Object outline annotations
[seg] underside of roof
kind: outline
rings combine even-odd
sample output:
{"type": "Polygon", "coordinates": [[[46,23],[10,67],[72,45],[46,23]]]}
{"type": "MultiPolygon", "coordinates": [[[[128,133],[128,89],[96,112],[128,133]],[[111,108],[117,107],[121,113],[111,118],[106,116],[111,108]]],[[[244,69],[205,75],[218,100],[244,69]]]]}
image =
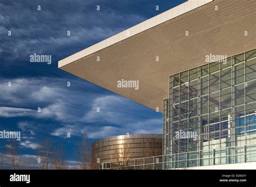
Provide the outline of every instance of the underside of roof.
{"type": "Polygon", "coordinates": [[[210,54],[255,47],[255,1],[202,2],[181,4],[59,61],[59,68],[161,112],[170,75],[206,63],[210,54]],[[122,79],[138,81],[139,89],[118,88],[122,79]]]}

What the task asks:
Copy every line of the entries above, changing only the coordinates in the answers: multiply each by 1.2 and round to a whole number, with halves rounded up. Leave the pictures out.

Task result:
[seg] underside of roof
kind: outline
rings combine even-odd
sample output:
{"type": "Polygon", "coordinates": [[[46,23],[10,67],[72,45],[46,23]]]}
{"type": "MultiPolygon", "coordinates": [[[[128,133],[128,89],[96,112],[128,133]],[[111,108],[117,107],[121,113],[111,118],[106,116],[111,108]]],[[[244,69],[205,75],[218,100],[244,69]]]]}
image =
Provide the outline of every instance of the underside of roof.
{"type": "Polygon", "coordinates": [[[252,65],[306,56],[306,1],[242,2],[217,5],[71,73],[71,82],[193,134],[204,90],[247,76],[252,65]],[[146,95],[166,97],[167,107],[142,106],[146,95]]]}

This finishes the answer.